* Text extract:
The 1973 World Rally Championship was the inaugural season for the Fédération Internationale de l'Automobile (FIA) World Rally Championship (WRC) format. It consisted of 13 events, each held in a different country of the world. Many of the events would be staples of the series through to today, including Monte Carlo, Sweden, Tour de Corse, and the RAC Rally, while others would soon be replaced in the schedule. As with following seasons, gravel events formed the majority of the schedule. Two pure tarmac and one snow and ice rally were also included, as well as three events held on a mixture of soft and hard surface roads.

The first award of the Championship for Manufacturers was firmly won by Alpine-Renault, which had already gained fame competing for the earlier International Championship for Manufacturers. Fiat successfully placed second ahead of challenger Ford, but could not seriously challenge the winning Alpine. However, this would also prove to be the last award for the Alpine, as it gave way in subsequent years to Italian firms Lancia and Fiat. A French manufacturer would not regain the Championship again until Peugeot successfully captured the 1985 World Rally Championship for Manufacturers.

* Request A:
List every line of the records that contains the word "front".
The records have no connection to the rally championship text.

* Raw data:
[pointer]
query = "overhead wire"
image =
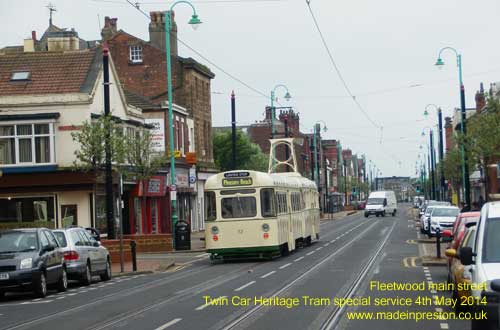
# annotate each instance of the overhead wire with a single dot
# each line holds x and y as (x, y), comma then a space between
(136, 6)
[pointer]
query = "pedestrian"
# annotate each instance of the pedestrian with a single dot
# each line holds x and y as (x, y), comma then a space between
(480, 201)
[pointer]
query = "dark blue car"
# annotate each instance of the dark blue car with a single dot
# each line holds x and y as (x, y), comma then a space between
(31, 259)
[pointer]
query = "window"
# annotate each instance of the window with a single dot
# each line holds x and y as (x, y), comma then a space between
(136, 54)
(210, 206)
(26, 144)
(239, 207)
(20, 76)
(267, 202)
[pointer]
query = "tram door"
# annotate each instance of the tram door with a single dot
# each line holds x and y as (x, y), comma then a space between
(291, 231)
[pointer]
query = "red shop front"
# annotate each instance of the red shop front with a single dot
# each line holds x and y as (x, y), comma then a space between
(150, 207)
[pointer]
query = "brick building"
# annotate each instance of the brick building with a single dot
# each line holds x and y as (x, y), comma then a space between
(141, 67)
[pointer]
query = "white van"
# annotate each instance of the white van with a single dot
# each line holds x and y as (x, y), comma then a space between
(483, 259)
(381, 203)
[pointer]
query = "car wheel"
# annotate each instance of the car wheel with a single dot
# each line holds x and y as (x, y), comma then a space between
(62, 284)
(86, 276)
(107, 273)
(41, 286)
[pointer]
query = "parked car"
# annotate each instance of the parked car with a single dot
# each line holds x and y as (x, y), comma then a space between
(31, 260)
(484, 259)
(381, 203)
(441, 218)
(84, 256)
(458, 274)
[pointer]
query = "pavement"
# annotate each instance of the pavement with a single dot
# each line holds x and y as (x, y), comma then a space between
(353, 252)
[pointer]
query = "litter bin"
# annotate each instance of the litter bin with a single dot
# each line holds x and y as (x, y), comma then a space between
(182, 236)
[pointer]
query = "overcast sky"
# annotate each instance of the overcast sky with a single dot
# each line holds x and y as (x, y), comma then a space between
(384, 49)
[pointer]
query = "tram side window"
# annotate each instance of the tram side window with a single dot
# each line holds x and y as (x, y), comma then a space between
(239, 207)
(210, 206)
(268, 202)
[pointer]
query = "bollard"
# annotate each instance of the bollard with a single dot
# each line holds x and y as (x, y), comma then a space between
(438, 242)
(134, 256)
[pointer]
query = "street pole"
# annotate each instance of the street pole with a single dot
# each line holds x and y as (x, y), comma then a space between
(433, 182)
(465, 167)
(233, 129)
(110, 218)
(441, 154)
(173, 189)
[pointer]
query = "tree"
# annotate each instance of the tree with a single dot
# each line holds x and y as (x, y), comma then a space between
(248, 155)
(91, 156)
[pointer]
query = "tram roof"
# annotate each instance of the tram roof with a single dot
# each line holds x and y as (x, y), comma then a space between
(239, 178)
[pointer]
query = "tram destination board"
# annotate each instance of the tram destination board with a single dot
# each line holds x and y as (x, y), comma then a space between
(237, 174)
(234, 182)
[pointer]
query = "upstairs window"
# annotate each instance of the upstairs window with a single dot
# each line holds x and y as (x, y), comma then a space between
(20, 76)
(136, 54)
(27, 144)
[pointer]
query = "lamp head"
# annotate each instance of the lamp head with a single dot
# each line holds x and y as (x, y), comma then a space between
(439, 63)
(195, 22)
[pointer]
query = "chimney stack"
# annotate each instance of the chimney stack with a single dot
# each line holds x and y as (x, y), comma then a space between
(480, 99)
(109, 29)
(157, 31)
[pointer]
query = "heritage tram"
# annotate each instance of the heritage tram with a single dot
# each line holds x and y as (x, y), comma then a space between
(255, 214)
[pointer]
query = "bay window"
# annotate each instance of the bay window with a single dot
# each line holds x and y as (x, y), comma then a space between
(27, 144)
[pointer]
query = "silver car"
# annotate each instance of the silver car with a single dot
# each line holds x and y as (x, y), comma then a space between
(84, 256)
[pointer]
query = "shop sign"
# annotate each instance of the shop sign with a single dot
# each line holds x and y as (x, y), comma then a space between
(157, 134)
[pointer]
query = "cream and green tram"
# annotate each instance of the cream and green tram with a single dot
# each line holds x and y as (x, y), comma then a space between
(254, 214)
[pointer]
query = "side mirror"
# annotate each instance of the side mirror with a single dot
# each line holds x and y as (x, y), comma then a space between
(495, 285)
(466, 255)
(447, 233)
(48, 248)
(452, 253)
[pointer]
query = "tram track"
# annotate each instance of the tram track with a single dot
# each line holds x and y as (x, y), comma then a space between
(332, 319)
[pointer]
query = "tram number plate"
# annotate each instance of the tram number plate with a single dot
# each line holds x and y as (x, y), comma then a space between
(233, 182)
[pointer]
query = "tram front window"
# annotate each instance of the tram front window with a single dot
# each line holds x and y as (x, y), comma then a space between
(268, 202)
(238, 207)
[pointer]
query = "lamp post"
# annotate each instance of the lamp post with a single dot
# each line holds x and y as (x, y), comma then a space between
(465, 167)
(317, 129)
(442, 189)
(194, 22)
(273, 114)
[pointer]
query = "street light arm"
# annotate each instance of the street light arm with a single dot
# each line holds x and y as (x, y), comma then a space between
(182, 1)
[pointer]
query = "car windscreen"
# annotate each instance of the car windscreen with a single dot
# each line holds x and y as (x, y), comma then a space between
(375, 201)
(442, 212)
(238, 207)
(18, 241)
(491, 245)
(61, 238)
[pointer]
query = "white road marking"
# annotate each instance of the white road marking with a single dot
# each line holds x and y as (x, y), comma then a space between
(268, 274)
(244, 286)
(168, 324)
(284, 266)
(202, 307)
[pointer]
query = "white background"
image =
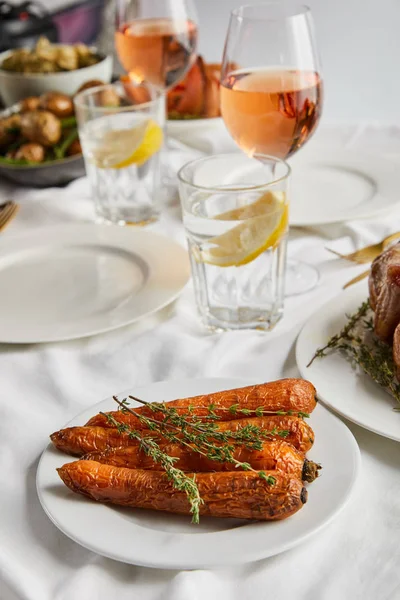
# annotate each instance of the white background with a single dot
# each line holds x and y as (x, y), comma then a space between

* Request B:
Rewrite the part of the rally championship text that opens with the words containing "The first award" and closes with "Rally Championship for Manufacturers.", putting "FIAT" in place of "Fiat".

* Correct answer A:
query = "red shop front"
# annotate each instance of the red shop front with a single dot
query = "tram front window"
# annotate each instance of the tram front window with a single dot

* Correct answer B:
The first award of the Championship for Manufacturers was firmly won by Alpine-Renault, which had already gained fame competing for the earlier International Championship for Manufacturers. FIAT successfully placed second ahead of challenger Ford, but could not seriously challenge the winning Alpine. However, this would also prove to be the last award for the Alpine, as it gave way in subsequent years to Italian firms Lancia and FIAT. A French manufacturer would not regain the Championship again until Peugeot successfully captured the 1985 World Rally Championship for Manufacturers.